● Obiettivo dell'esercizio
Prosegua il brano su Kapuściński e il fronte meridionale dell'Angola, riprendendo subito dopo la sua ultima frase.

─── Brano di partenza

Mentre, infatti, ostinatamente chiede di poter partecipare alle missioni a sud dell’Angola, laddove c’è il fronte estremo capitanato da Farrusco che ha a disposizione una manciata di uomini, Kapuściński deve affrontare i dissidi legati alla sua presenza là: interagire con la realtà che si vuole documentare, cambiare le carte in tavola solo con la propria presenza, scompaginare gli eventi perché si hanno determinate chiavi di accesso alle informazioni… Tutto ciò si presta ad essere il background su cui la storia, satura di scene movimentate e personaggi dalla fisionomia minuziosa, si erge come narrazione indimenticabile.

──────
─── Estratti dei dati

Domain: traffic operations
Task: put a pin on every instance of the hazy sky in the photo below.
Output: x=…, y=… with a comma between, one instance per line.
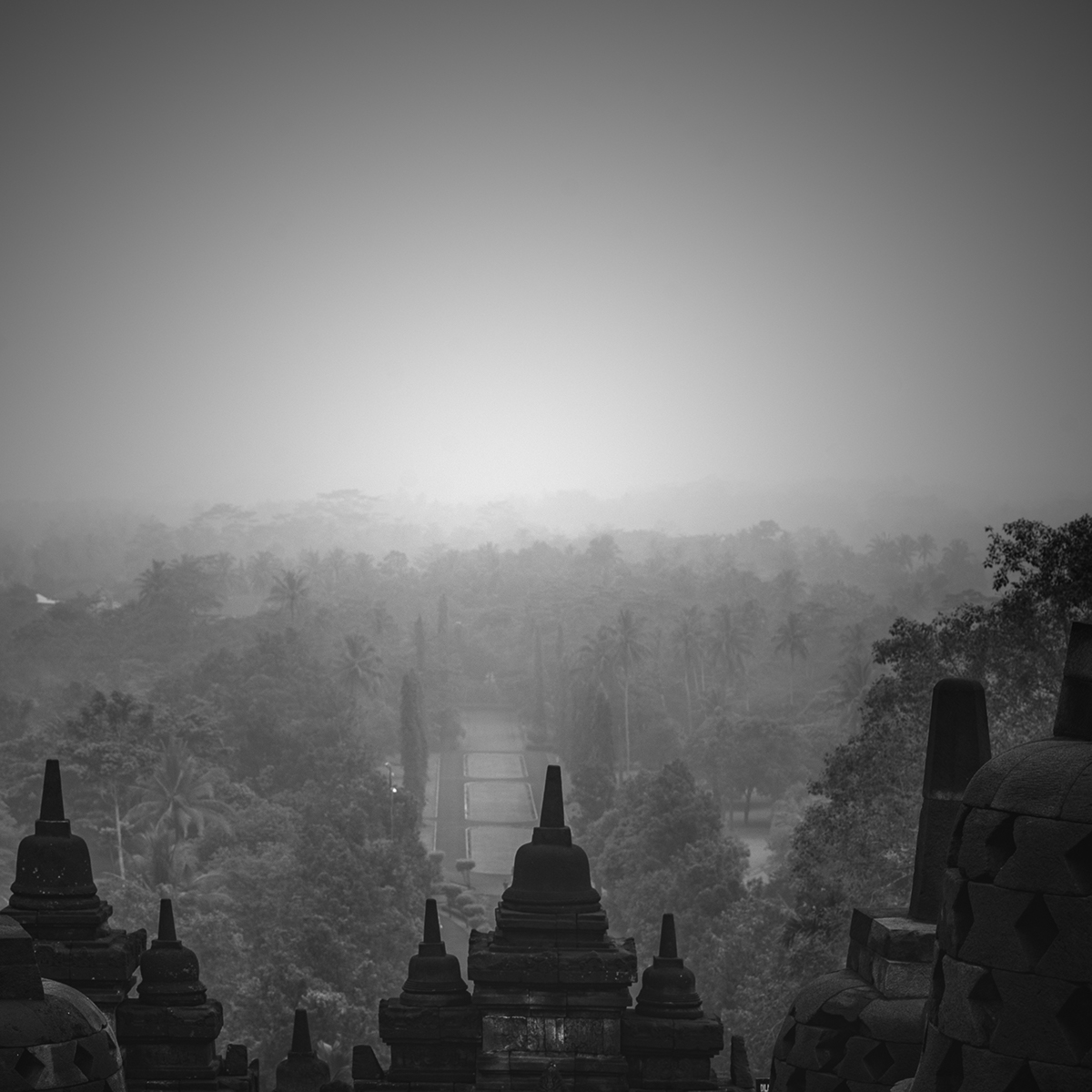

──────
─── Estratti dei dati

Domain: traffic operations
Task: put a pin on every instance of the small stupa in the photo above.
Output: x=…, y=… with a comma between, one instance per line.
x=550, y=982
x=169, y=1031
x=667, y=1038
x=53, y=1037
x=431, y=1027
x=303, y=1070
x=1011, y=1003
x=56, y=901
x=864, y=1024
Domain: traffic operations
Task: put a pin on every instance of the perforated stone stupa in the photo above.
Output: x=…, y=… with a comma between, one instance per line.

──────
─── Estratti dei dati

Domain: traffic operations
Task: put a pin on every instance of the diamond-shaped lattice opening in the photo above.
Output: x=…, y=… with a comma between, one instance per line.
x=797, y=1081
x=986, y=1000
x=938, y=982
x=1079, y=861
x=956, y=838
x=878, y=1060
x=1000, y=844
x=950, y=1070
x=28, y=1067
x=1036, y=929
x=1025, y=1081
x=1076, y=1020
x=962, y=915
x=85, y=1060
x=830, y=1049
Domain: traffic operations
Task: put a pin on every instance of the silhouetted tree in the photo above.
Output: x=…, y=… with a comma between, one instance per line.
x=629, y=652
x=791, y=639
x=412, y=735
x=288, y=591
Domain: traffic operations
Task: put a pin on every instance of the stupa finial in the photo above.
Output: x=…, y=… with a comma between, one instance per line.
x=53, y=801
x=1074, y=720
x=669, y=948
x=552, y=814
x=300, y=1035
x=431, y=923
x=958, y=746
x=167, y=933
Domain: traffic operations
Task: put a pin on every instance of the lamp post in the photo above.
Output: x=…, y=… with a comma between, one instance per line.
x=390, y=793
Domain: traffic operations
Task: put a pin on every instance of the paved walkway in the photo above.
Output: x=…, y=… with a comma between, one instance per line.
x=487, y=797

──────

● Il risultato
Scene di violenza e di azione lasciano spesso il passo a paesaggi onirico-speculativi in cui Kapuściński vede la realtà intorno sfrangiarsi o esplodere in bolle di sapone, sia che si tratti della macchina su cui sta viaggiando sia che venga rappresentata ossessivamente la morte della combattente Carlota, figura leggendaria per la tenacia dimostrata e anche grazie alle varie foto scattatele da Kapuściński stesso.
Il racconto di guerra del grande reporter polacco ne esce fuori deciso ma senza mai sfiorare stilemi banali e senza abusare del genere cui appartiene, al contrario: i due registi portano l’animazione verso territori inesplorati e, di certo, nella direzione dell’impegno non solo estetico.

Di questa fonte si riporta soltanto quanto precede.